Aufgabe
Schreibe alle folgenden Einträge Zeile für Zeile wortgetreu ab.

Einträge zur Übung
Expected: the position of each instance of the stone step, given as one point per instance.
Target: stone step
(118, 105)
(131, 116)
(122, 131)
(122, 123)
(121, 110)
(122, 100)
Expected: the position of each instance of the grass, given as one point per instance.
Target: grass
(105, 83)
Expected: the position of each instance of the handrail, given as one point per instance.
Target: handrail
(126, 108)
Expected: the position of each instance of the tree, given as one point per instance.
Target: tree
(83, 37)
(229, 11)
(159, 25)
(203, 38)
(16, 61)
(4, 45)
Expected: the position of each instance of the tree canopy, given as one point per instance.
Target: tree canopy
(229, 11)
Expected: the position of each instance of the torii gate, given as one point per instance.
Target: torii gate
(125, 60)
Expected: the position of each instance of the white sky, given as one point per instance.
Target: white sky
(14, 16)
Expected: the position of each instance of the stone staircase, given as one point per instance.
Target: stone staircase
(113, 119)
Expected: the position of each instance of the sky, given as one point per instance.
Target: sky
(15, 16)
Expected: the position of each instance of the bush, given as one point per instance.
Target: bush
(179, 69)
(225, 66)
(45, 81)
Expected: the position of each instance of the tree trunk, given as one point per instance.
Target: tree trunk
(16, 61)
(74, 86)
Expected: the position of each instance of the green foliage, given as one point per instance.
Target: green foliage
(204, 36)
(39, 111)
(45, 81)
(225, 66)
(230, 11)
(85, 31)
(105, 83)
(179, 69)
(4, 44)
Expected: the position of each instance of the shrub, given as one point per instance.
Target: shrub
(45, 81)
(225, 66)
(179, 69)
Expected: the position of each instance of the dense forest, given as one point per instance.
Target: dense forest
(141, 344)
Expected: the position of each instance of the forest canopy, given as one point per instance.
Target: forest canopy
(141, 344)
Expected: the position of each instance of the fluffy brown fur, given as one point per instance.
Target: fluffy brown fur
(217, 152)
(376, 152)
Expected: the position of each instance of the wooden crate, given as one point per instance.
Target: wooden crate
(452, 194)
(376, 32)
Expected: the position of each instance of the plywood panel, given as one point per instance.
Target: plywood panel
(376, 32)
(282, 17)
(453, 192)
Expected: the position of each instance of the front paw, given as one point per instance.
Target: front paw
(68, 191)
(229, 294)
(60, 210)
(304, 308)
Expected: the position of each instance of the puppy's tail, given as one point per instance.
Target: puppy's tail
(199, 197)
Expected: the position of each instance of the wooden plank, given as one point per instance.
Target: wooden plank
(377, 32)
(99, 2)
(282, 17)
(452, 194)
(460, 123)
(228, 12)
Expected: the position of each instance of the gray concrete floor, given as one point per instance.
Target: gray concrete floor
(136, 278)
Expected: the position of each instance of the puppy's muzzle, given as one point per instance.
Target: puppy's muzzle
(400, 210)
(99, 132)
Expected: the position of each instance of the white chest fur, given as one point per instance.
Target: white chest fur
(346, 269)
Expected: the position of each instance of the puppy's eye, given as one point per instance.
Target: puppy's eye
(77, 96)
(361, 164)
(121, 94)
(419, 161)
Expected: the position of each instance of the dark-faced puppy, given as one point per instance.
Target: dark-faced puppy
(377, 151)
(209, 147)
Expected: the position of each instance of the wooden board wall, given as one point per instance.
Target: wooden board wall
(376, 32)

Lösung
Expected: the position of each instance of the stone step, given as one point per instance.
Target: stone step
(118, 105)
(131, 116)
(122, 131)
(122, 123)
(121, 110)
(122, 100)
Expected: the position of each instance of the grass, given as one point per instance.
Target: grass
(105, 83)
Expected: the position of each instance of the handrail, given as one point per instance.
Target: handrail
(126, 108)
Expected: the position of each instance of the tree, given as one point per instance.
Target: tree
(83, 37)
(229, 11)
(159, 25)
(203, 38)
(16, 61)
(4, 45)
Expected: the position of each instance of the tree canopy, given as one point per instance.
Target: tree canopy
(229, 11)
Expected: the position of each instance of the torii gate, given as one point per instance.
Target: torii gate
(125, 60)
Expected: the position of each instance of the white sky, given as one point per instance.
Target: white sky
(14, 16)
Expected: the position of each instance of the stone staircase, given as one point per instance.
Target: stone staircase
(113, 119)
Expected: the position of each instance of the sky, given as one point per instance.
Target: sky
(15, 16)
Expected: the position of each instance of the bush, given as one point per instance.
Target: bush
(179, 69)
(225, 66)
(45, 81)
Expected: the position of each instance of the tree trunk, given as one point per instance.
Target: tree trunk
(16, 61)
(74, 86)
Expected: the position of each instance of the green foliage, given as one point per instance.
Target: green foliage
(204, 36)
(39, 111)
(45, 81)
(225, 66)
(230, 11)
(85, 31)
(105, 83)
(179, 69)
(4, 44)
Expected: the position of each instance of the shrub, given as one point per instance.
Target: shrub
(45, 81)
(225, 66)
(179, 69)
Expected: the position of each instance of the dense forest, given as one point per instance.
Target: dense forest
(141, 344)
Expected: the position of each instance of the forest canopy, given as one point per instance.
Target: forest canopy
(141, 344)
Expected: the position of each instance of the fluffy brown fur, given as one point per instance.
Target: fluffy brown fur
(217, 152)
(376, 152)
Expected: the position of each instance of the wooden crate, given as one point per instance.
Target: wooden crate
(452, 194)
(376, 32)
Expected: the position of each instance of the plywood panel, given as one point per instance.
Target: plywood panel
(376, 32)
(282, 17)
(453, 192)
Expected: the position of each instance of the front paw, given as one point per instance.
Target: front paw
(68, 191)
(229, 294)
(60, 210)
(304, 308)
Expected: the position of each instance of the puppy's tail, given as one point per instance.
Target: puppy's tail
(199, 197)
Expected: the position of each instance of the wooden plank, given as one point per instance.
Target: wooden plank
(377, 32)
(99, 2)
(282, 17)
(452, 194)
(460, 123)
(228, 12)
Expected: the position of each instance of the gray concrete floor, given as one point per instance.
Target: gray concrete floor
(136, 278)
Expected: the position of each instance of the puppy's muzzle, given as one point per instance.
Target: puppy's muzzle
(400, 210)
(99, 132)
Expected: the position of each instance of the white chest fur, given as one point per instance.
Target: white chest fur
(346, 269)
Expected: the position of each instance of the puppy's eye, given as one point per instance.
Target: puppy's eye
(77, 96)
(361, 164)
(121, 94)
(419, 161)
Expected: the position of each instance of the dark-faced puppy, given as one point per instance.
Target: dark-faced puppy
(377, 151)
(209, 147)
Expected: the position of each instance of the wooden board wall, given as one point per instance.
Target: wooden board wall
(376, 32)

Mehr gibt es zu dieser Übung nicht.